▶ What this task involves
Starting at the line that holds "[locate] face mask" and running through the end of the data, inclusive, write those lines out again in full, requests included. Multiply every coordinate in the answer points by 1.15 and round to the nearest whole number, with halves rounding up; leave the sample coordinates inside the requests unchanged.

▶ Data
++++++++

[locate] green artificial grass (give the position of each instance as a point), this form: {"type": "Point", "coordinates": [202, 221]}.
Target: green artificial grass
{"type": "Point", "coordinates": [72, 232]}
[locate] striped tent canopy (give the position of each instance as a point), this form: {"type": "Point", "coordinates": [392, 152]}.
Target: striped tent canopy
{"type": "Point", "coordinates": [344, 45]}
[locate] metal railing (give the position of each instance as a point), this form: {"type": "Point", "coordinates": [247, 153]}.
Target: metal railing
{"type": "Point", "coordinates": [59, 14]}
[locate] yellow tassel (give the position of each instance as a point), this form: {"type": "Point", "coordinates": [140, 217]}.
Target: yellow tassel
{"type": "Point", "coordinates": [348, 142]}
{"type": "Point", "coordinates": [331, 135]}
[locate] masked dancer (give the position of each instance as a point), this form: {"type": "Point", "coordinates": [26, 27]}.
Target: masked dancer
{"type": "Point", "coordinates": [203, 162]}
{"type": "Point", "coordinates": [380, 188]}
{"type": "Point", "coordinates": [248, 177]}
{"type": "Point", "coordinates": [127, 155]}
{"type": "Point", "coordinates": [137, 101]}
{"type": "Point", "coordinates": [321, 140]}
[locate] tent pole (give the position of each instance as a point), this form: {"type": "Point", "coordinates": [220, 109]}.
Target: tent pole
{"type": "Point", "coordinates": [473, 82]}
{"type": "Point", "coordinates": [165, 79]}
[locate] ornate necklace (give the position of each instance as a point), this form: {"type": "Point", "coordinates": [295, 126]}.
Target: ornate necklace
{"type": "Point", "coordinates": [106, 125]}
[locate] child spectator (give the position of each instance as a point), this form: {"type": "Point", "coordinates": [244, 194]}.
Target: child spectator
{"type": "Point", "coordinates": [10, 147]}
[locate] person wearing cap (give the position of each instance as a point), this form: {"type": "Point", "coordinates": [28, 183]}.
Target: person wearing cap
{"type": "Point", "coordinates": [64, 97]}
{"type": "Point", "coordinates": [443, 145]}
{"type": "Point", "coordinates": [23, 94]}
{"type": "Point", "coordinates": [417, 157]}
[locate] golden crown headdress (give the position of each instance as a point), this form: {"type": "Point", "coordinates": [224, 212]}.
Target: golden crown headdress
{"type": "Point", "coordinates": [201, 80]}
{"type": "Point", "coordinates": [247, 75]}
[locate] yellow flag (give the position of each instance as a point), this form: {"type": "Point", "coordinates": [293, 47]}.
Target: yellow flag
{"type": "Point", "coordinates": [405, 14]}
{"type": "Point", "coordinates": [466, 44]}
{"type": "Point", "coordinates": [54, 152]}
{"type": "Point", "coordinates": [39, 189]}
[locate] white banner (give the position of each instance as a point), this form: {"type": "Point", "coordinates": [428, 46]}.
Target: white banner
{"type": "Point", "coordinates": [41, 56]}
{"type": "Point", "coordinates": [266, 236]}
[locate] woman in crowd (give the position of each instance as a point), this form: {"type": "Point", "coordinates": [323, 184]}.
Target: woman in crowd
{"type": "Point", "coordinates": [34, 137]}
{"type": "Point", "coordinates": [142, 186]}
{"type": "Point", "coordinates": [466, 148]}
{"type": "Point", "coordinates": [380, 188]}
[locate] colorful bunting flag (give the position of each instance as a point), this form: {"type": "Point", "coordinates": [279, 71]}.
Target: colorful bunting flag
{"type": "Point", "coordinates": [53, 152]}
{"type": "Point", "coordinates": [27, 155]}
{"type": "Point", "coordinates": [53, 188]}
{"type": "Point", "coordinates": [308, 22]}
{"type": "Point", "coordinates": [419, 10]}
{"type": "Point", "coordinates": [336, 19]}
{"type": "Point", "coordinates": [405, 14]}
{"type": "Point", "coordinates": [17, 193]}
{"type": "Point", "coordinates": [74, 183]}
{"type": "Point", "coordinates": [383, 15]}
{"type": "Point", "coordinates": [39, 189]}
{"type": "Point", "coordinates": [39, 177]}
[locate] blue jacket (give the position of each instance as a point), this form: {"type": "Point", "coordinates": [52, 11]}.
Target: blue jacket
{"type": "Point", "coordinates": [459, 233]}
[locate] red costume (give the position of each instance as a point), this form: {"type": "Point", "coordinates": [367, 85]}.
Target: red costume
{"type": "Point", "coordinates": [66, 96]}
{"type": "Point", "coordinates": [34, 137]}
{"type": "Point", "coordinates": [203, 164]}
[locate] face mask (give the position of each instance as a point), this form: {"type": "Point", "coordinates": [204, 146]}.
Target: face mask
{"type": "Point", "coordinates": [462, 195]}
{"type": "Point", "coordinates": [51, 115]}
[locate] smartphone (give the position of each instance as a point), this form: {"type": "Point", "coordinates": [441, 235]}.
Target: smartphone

++++++++

▶ The output
[locate] face mask (give the position of each instance as a point), this form: {"type": "Point", "coordinates": [204, 146]}.
Target: face mask
{"type": "Point", "coordinates": [531, 224]}
{"type": "Point", "coordinates": [59, 132]}
[locate] smartphone (give the position of each instance as a point), this form: {"type": "Point", "coordinates": [441, 235]}.
Target: smartphone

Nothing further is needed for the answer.